▶ Source extract:

“A Heart So White” by Javier Marías

Reviewed by Samantha Schnee

Image of “A Heart So White” by Javier Marías

In A Heart So White Javier Marías examines the commonplace yet peculiar institution of marriage and all its attendant secrets and betrayals. Juan is a newlywed translator who shuttles between the UN in New York and the Hague for six to eight weeks at a time, while his young bride Luisa, also a translator, remains behind in Madrid to establish their home together. In Juan's absence she develops a close relationship with her enigmatic father-in-law, a charismatic art dealer named Ranz who, though in his seventies, has not lost the charm that enabled him to marry three times despite the fact that his first wife died mysteriously and the second committed suicide upon returning from their honeymoon.

Juan has never enjoyed a particularly close relationship with his father, and though he cannot put his finger on exactly why, he has great misgivings about the friendship developing between his father and his spouse. Juan's feelings of unease and his difficulty accustoming himself to the conventions of conjugal life are refracted through many lenses: a conversation between a Spaniard and his Cuban lover that Juan and Luisa overhear while they are on their honeymoon in Havana; a one-night-stand that Juan facilitates for his friend and former lover, Berta, while he is staying in her apartment on one of his stints at the UN in New York; and descriptions of Juan's own family history, specifically his father's marriages. Juan is dogged by feelings of dread which seem to become more acute rather than abate the longer he is married.

Marías, the son of a prominent Spanish philosopher, ponders not only the curiosities of matrimony, he waxes philosophical on all matter of topics, and his digressions may lose the less patient reader. These asides, however, are always pertinent, building toward and culminating in an examination of passion so intense that it can drive a man to kill. As Lady Macbeth says to her husband shortly after Duncan's murder, "My hands are of your colour; but I shame/To wear a heart so white."

Margaret Jull Costa is at the height of her powers here, rendering an excellent translation of what many of Marías's followers deem his best work--indeed, it received the 1997 Dublin IMPAC Prize for the best novel published worldwide that year in English. Marías, too is a translator, and not only of Conrad, Sterne, Hardy and others into Spanish; he is, to quote his own most recent novel to appear in English (Your Face Tomorrow: Volume I, Fever and Spear), "…a translator or interpreter of people: of their behavior and reactions…their inconstancies, their limits, their innocence, their lack of scruples and their resistance; their possible degrees of loyalty or baseness and their calculable prices and their poisons and their temptations." It is this unerring insight into the infinite variety of all things human and its faithful translation onto the page that makes A Heart so White, in fact all Marías's work, so great.

▶ Tasks to perform:
A – Decide whether each statement agrees with the review of A Heart So White, answering yes or no and quoting the words of the review that settle it: (i) Luisa stays in Madrid while Juan works abroad; (ii) Ranz's second wife died mysteriously; (iii) the novel received the 1997 Dublin IMPAC Prize.
B – Retype the portion of the review between "In A Heart So" and "from their honeymoon.", inclusive.
The items after this point are separate material with no connection to the review.

Photo-based referring expression data
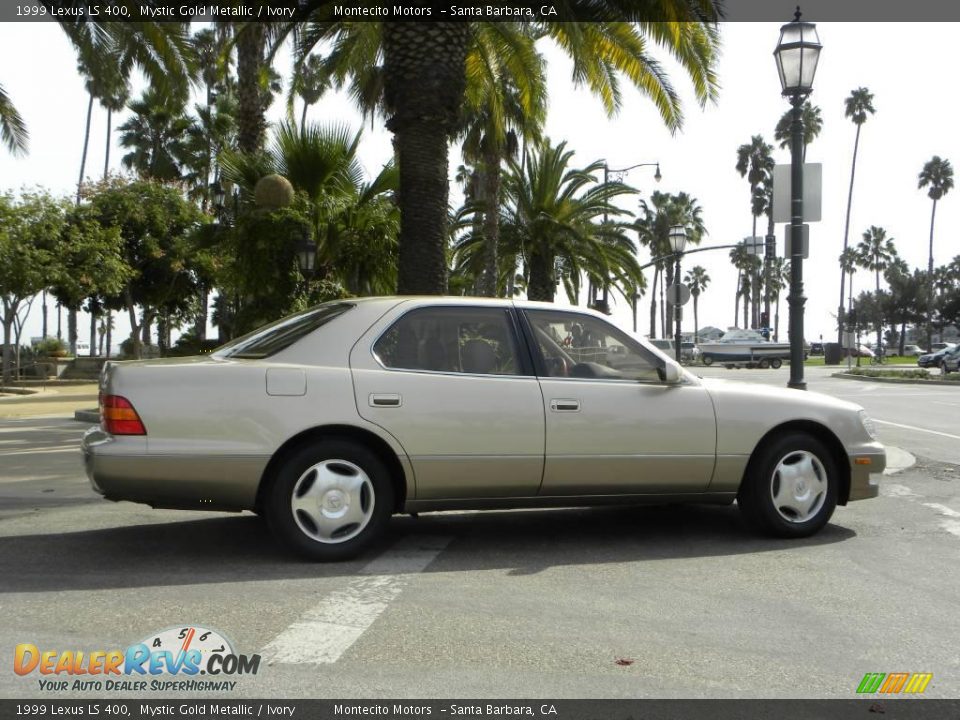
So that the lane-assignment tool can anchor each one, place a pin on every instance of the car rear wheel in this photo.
(330, 500)
(790, 489)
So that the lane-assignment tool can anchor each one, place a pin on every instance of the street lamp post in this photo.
(592, 290)
(797, 54)
(678, 242)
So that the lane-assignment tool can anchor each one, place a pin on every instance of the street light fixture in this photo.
(797, 54)
(678, 243)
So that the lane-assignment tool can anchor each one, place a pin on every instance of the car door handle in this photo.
(565, 405)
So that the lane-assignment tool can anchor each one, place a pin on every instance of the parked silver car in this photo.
(330, 421)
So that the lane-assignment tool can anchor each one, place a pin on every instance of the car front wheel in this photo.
(330, 500)
(790, 488)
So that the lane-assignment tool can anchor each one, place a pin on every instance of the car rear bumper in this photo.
(121, 468)
(866, 467)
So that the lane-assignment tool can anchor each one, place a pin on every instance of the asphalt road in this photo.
(649, 602)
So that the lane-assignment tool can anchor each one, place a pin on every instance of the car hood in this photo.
(768, 395)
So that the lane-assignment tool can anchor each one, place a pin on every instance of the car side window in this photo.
(476, 341)
(582, 346)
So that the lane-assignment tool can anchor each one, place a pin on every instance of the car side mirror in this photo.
(671, 372)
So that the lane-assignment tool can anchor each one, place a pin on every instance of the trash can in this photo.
(832, 353)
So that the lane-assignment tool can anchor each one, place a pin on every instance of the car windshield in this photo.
(280, 335)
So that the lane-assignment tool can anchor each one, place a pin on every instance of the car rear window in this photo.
(280, 335)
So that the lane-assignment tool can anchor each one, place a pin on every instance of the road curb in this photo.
(19, 391)
(895, 381)
(91, 416)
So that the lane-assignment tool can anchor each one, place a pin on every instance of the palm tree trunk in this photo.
(668, 327)
(879, 315)
(491, 224)
(755, 288)
(846, 232)
(933, 215)
(696, 321)
(542, 283)
(93, 330)
(776, 321)
(424, 70)
(423, 197)
(86, 144)
(736, 302)
(653, 302)
(250, 116)
(106, 158)
(72, 312)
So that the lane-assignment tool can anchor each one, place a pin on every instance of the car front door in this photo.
(613, 426)
(452, 385)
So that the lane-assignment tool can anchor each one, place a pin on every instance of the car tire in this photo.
(790, 488)
(330, 500)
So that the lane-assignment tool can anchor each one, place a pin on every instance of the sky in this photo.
(905, 65)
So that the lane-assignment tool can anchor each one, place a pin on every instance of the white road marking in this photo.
(327, 631)
(943, 509)
(918, 429)
(894, 490)
(41, 451)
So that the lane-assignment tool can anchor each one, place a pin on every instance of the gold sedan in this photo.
(330, 421)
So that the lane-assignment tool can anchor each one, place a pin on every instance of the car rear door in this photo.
(455, 386)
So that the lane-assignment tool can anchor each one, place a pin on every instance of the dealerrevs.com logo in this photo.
(894, 683)
(167, 661)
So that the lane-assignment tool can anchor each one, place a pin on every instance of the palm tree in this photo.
(424, 81)
(653, 229)
(812, 125)
(697, 280)
(155, 135)
(13, 131)
(506, 97)
(310, 81)
(554, 212)
(856, 107)
(849, 262)
(353, 222)
(779, 279)
(937, 173)
(741, 259)
(755, 162)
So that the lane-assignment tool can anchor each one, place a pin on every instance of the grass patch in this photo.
(917, 374)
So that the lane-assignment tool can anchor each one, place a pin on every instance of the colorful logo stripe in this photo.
(893, 683)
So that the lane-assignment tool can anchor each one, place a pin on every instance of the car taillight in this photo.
(118, 416)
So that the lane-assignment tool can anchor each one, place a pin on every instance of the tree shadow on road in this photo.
(240, 548)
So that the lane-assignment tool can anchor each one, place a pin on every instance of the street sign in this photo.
(812, 192)
(804, 242)
(678, 294)
(754, 245)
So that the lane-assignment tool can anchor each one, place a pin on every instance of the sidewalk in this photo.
(63, 401)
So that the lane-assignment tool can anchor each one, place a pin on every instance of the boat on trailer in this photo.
(744, 347)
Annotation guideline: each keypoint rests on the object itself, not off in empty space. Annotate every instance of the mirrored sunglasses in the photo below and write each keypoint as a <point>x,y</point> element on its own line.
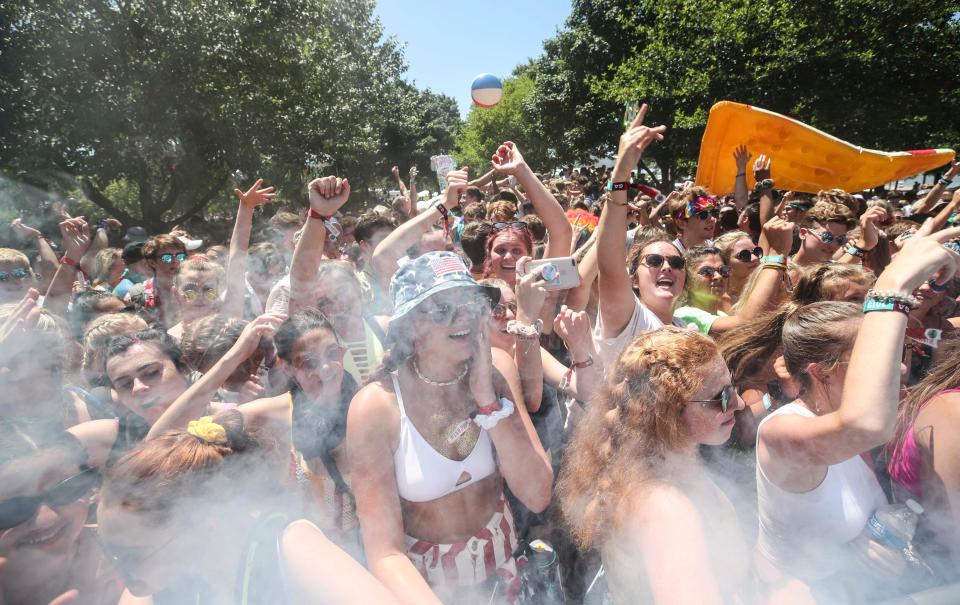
<point>169,258</point>
<point>744,256</point>
<point>654,261</point>
<point>19,274</point>
<point>723,398</point>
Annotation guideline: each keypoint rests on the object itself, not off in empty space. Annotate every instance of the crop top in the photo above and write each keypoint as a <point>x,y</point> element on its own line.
<point>423,473</point>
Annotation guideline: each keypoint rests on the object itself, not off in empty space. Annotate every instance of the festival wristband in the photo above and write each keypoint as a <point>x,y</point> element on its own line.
<point>872,304</point>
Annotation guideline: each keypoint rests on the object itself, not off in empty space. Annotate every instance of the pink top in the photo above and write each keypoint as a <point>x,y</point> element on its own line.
<point>905,466</point>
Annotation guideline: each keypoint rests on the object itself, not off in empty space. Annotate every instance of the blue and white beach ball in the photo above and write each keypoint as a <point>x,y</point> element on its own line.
<point>486,90</point>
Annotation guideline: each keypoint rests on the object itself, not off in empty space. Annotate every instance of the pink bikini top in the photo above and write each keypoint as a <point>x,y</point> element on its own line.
<point>906,466</point>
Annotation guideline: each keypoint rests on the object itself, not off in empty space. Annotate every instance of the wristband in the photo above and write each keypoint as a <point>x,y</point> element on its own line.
<point>314,214</point>
<point>763,185</point>
<point>872,304</point>
<point>488,421</point>
<point>855,250</point>
<point>524,331</point>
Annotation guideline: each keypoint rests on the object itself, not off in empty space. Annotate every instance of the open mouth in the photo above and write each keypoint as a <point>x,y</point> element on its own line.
<point>665,283</point>
<point>44,537</point>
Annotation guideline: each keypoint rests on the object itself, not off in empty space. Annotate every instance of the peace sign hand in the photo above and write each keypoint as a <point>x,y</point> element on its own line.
<point>632,144</point>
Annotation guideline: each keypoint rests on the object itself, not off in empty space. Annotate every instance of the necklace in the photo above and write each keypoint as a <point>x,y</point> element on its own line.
<point>439,383</point>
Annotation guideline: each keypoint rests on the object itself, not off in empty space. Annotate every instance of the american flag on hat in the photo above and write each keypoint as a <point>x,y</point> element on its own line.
<point>446,264</point>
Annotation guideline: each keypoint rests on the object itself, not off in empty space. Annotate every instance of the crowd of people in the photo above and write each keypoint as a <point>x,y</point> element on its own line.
<point>531,388</point>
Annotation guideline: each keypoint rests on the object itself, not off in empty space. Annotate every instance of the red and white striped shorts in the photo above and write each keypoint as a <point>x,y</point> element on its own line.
<point>471,562</point>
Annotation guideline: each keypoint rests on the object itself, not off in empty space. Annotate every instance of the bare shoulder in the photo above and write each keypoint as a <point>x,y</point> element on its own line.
<point>374,410</point>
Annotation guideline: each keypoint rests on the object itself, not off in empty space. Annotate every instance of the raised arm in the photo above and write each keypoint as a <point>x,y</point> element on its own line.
<point>530,298</point>
<point>930,200</point>
<point>327,196</point>
<point>761,173</point>
<point>76,238</point>
<point>775,239</point>
<point>412,195</point>
<point>394,246</point>
<point>741,194</point>
<point>868,403</point>
<point>508,160</point>
<point>616,295</point>
<point>240,244</point>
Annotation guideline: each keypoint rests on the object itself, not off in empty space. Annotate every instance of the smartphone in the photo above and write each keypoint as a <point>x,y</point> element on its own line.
<point>559,273</point>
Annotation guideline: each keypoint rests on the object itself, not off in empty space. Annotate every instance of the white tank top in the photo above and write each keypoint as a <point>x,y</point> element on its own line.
<point>423,473</point>
<point>805,535</point>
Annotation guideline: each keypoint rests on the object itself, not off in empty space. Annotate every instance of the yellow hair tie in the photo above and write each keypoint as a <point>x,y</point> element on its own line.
<point>208,431</point>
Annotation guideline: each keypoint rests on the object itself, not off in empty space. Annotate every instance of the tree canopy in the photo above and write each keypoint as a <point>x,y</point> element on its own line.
<point>172,97</point>
<point>876,73</point>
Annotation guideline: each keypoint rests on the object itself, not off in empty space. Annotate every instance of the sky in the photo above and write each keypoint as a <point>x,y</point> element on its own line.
<point>448,43</point>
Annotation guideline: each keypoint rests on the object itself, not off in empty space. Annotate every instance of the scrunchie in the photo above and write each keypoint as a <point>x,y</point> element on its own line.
<point>208,431</point>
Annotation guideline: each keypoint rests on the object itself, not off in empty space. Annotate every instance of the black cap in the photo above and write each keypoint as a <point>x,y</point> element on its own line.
<point>132,253</point>
<point>135,235</point>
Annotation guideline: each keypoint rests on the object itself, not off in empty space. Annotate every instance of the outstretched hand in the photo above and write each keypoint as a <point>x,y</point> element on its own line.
<point>741,156</point>
<point>508,159</point>
<point>633,142</point>
<point>328,194</point>
<point>255,196</point>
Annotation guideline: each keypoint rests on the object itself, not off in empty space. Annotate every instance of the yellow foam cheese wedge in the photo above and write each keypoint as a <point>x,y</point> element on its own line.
<point>804,158</point>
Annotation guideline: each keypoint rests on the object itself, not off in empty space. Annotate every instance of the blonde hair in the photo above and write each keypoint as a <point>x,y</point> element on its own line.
<point>635,421</point>
<point>99,331</point>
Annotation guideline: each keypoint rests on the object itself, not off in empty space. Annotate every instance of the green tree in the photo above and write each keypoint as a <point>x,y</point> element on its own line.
<point>877,73</point>
<point>173,97</point>
<point>509,120</point>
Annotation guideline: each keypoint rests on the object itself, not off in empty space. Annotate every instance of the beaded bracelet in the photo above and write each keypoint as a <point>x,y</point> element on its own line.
<point>888,296</point>
<point>524,331</point>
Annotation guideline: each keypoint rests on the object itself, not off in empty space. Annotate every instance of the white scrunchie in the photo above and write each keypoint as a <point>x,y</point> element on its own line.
<point>488,421</point>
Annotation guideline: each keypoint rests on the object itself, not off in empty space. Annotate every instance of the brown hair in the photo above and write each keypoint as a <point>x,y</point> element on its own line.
<point>631,425</point>
<point>153,246</point>
<point>819,333</point>
<point>826,212</point>
<point>161,474</point>
<point>817,283</point>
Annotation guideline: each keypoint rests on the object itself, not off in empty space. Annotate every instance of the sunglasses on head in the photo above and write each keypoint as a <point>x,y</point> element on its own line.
<point>723,398</point>
<point>500,310</point>
<point>19,274</point>
<point>15,511</point>
<point>709,272</point>
<point>443,313</point>
<point>827,237</point>
<point>744,256</point>
<point>510,225</point>
<point>655,261</point>
<point>192,293</point>
<point>169,258</point>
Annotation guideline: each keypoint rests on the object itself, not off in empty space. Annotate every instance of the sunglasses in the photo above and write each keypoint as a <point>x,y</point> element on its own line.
<point>16,511</point>
<point>723,398</point>
<point>744,256</point>
<point>442,314</point>
<point>827,237</point>
<point>501,309</point>
<point>654,261</point>
<point>169,258</point>
<point>709,272</point>
<point>510,225</point>
<point>19,274</point>
<point>192,293</point>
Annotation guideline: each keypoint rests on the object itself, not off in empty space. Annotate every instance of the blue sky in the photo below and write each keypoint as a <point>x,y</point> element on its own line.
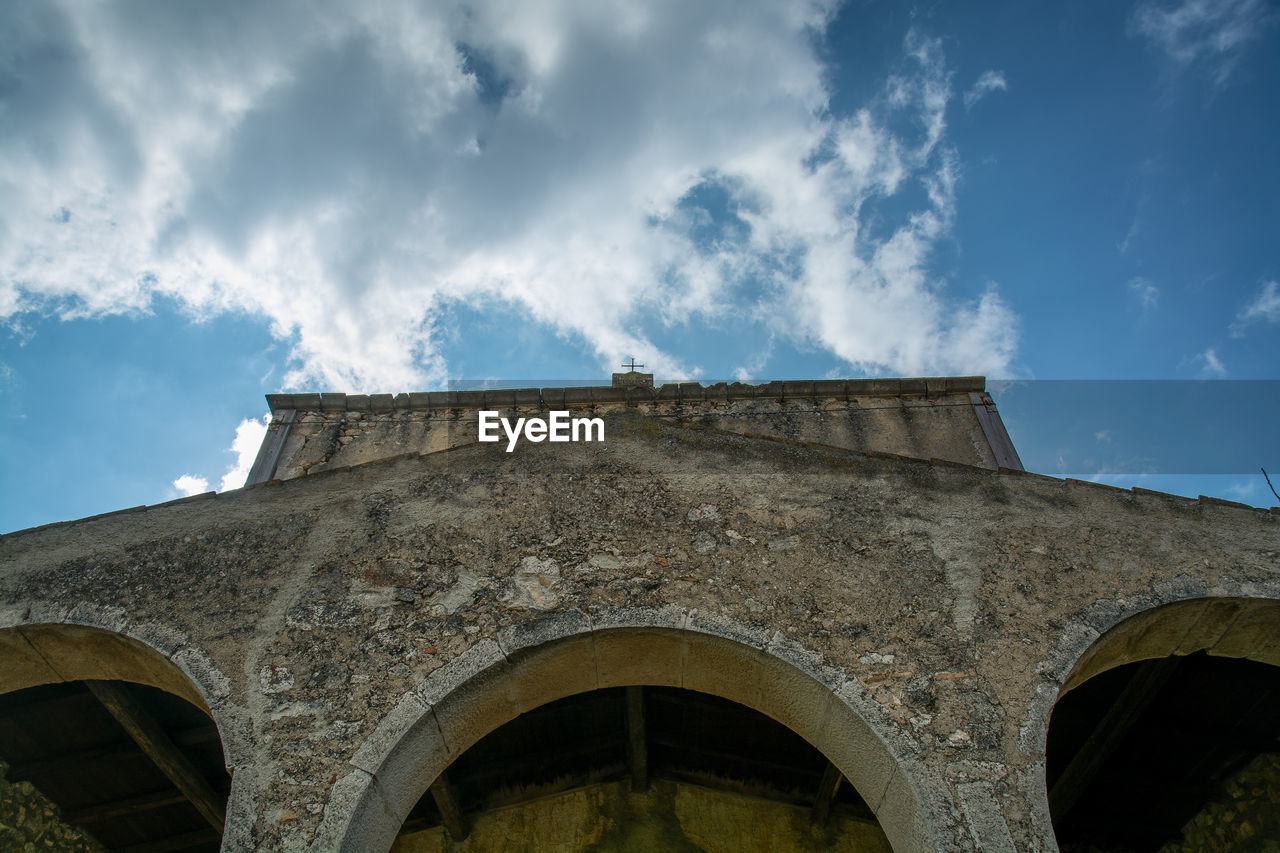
<point>206,203</point>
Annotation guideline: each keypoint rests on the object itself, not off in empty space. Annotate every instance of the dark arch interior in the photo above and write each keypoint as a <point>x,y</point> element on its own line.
<point>1182,751</point>
<point>598,737</point>
<point>118,787</point>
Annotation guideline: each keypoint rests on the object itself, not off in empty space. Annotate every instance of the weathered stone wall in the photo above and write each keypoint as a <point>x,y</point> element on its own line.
<point>920,418</point>
<point>1243,816</point>
<point>30,822</point>
<point>944,603</point>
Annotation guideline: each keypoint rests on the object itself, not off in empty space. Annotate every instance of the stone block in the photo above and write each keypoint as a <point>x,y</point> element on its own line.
<point>626,657</point>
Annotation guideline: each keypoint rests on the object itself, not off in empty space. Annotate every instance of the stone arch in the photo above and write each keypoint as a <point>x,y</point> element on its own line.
<point>531,665</point>
<point>55,652</point>
<point>1235,623</point>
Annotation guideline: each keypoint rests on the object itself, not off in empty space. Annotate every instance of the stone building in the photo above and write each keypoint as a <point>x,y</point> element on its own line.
<point>794,616</point>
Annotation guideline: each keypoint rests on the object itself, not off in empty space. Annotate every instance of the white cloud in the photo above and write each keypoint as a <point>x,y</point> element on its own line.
<point>190,484</point>
<point>351,170</point>
<point>1247,492</point>
<point>1146,292</point>
<point>248,438</point>
<point>1264,308</point>
<point>1211,366</point>
<point>990,81</point>
<point>1207,32</point>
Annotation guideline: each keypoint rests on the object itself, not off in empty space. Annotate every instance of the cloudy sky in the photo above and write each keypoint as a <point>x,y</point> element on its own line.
<point>205,203</point>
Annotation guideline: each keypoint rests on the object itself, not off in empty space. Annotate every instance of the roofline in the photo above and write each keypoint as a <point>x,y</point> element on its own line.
<point>671,392</point>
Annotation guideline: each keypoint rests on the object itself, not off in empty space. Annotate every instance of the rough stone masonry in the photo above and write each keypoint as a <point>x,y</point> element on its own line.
<point>856,557</point>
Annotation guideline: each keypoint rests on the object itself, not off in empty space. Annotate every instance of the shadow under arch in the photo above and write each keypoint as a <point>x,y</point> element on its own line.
<point>1148,644</point>
<point>490,684</point>
<point>42,655</point>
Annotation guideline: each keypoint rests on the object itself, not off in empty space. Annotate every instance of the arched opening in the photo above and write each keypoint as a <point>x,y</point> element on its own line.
<point>489,687</point>
<point>1166,734</point>
<point>641,769</point>
<point>105,744</point>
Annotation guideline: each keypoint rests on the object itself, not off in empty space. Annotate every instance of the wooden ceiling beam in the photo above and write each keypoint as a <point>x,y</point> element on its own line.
<point>638,747</point>
<point>172,844</point>
<point>68,761</point>
<point>123,807</point>
<point>451,813</point>
<point>827,789</point>
<point>1107,734</point>
<point>160,748</point>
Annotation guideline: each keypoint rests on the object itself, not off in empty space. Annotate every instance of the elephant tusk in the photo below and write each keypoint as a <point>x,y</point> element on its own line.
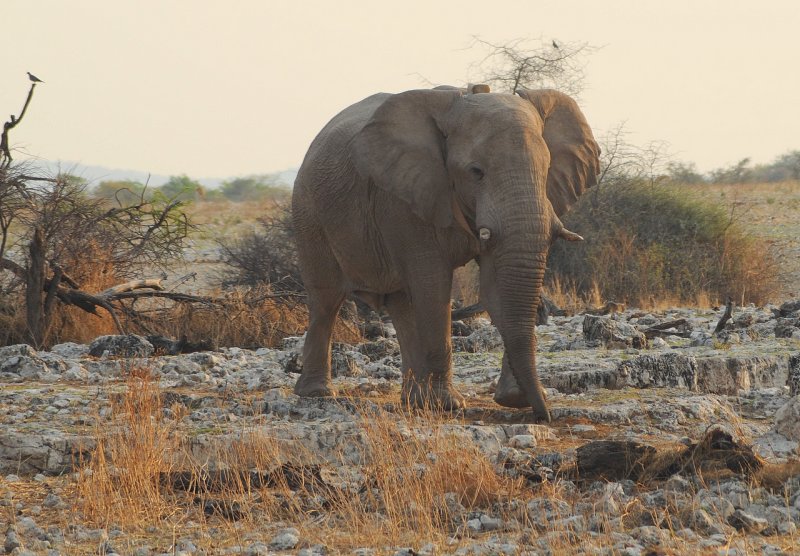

▶ Answers to each task:
A –
(i) Yes: "remains behind in Madrid to establish their home together"
(ii) No: "his first wife died mysteriously and the second committed suicide upon returning from their honeymoon"
(iii) Yes: "it received the 1997 Dublin IMPAC Prize for the best novel published worldwide that year in English"

B –
In A Heart So White Javier Marías examines the commonplace yet peculiar institution of marriage and all its attendant secrets and betrayals. Juan is a newlywed translator who shuttles between the UN in New York and the Hague for six to eight weeks at a time, while his young bride Luisa, also a translator, remains behind in Madrid to establish their home together. In Juan's absence she develops a close relationship with her enigmatic father-in-law, a charismatic art dealer named Ranz who, though in his seventies, has not lost the charm that enabled him to marry three times despite the fact that his first wife died mysteriously and the second committed suicide upon returning from their honeymoon.